READING PASSAGE start

Surging prison numbers were one result of populist “tough on crime” lawmaking by state governments, including mandatory sentencing and tougher hurdles for bail, Hamburger said.

Many people, especially women, were stuck in jail because they could not access safe accommodation or drug treatment programs they needed for otherwise willing magistrates to grant bail, Hamburger said.

Now, if we had bail hostels with substance abuse programs attached to them, we could take a lot of people out of remand prisons around Australia tomorrow,” Hamburger said.

We’re just going about this the wrong way because it’s ridiculous when somebody gets a bail order, particularly for women offenders, and they’ve got a substance abuse problem and inappropriate or unsafe accommodation, and we slot them into jail instead of looking for a more cost-effective option."

“If government put a bit of effort into that in terms of times and resources, that’d be far more cost-effective than jail.”

Hamburger said the Indigenous imprisonment rate was “shocking and in terms of trying to do something, I reckon that’s low-hanging fruit”.

READING PASSAGE end

- **STATED GOAL**
Carry on the article about prison numbers and bail in Australia from the point where it stops. The items that come next have nothing to do with this text.

EXCERPTED RECORDS start

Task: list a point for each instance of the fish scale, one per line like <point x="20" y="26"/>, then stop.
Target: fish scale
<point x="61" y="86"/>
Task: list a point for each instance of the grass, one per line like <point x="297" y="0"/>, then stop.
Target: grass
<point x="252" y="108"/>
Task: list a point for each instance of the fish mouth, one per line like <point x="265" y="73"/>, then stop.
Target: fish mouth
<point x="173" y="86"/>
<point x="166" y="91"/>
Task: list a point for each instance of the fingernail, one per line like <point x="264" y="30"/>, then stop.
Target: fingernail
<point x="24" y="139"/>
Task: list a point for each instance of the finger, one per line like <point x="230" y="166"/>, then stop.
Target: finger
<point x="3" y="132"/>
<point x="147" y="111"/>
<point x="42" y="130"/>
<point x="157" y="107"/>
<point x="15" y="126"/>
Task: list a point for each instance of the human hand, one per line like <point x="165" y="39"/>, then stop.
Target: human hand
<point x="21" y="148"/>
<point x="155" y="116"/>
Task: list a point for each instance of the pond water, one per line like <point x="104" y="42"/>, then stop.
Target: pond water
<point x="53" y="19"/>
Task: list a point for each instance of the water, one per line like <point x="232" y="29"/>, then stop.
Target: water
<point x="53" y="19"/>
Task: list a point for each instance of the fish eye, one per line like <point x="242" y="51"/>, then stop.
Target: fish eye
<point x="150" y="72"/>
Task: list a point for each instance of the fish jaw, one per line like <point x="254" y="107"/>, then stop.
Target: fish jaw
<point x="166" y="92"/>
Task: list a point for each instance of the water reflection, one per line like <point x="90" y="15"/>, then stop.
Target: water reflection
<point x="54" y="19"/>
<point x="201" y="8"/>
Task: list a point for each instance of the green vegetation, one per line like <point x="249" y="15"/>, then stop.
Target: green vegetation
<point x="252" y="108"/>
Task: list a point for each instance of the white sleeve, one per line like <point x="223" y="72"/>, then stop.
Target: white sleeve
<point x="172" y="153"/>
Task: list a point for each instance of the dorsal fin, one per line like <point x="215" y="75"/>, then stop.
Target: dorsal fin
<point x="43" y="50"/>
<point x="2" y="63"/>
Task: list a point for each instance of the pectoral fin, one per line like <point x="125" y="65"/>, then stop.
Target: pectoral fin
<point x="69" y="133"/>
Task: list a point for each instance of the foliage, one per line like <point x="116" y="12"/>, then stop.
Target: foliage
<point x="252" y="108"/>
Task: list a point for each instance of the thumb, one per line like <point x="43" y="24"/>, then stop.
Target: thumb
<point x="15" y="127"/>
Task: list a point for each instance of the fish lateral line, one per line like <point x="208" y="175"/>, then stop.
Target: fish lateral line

EXCERPTED RECORDS end

- **WRITTEN ANSWER**
He is a proponent of Indigenous enterprises being given a bigger role in running “a lot of these hostels and healing and rehabilitation facilities” to cut imprisonment rates.

One of the few signs of any fall in jail statistics was the Indigenous imprisonment rate in the Northern Territory and the Australian Capital Territory, which both fell by 4% in the last year, according to the ABS.

Hamburger said the rise in overall prison numbers demanded “meaningful” action on two main fronts: rehabilitating offenders and getting them back to a “law-abiding lifestyle” in their community, and “dealing with the drivers of social and economic dislocation that a lot of communities are experiencing”.

Most [offenders] come from difficult socioeconomic backgrounds, have had problematic education experiences and many come from abusive and neglectful families,” Hamburger said. “Than we put them in prisons, which are basically [overcrowded] around the country.

“There’s a lack of treatment programs and the great majority of sentences are relatively short sentences.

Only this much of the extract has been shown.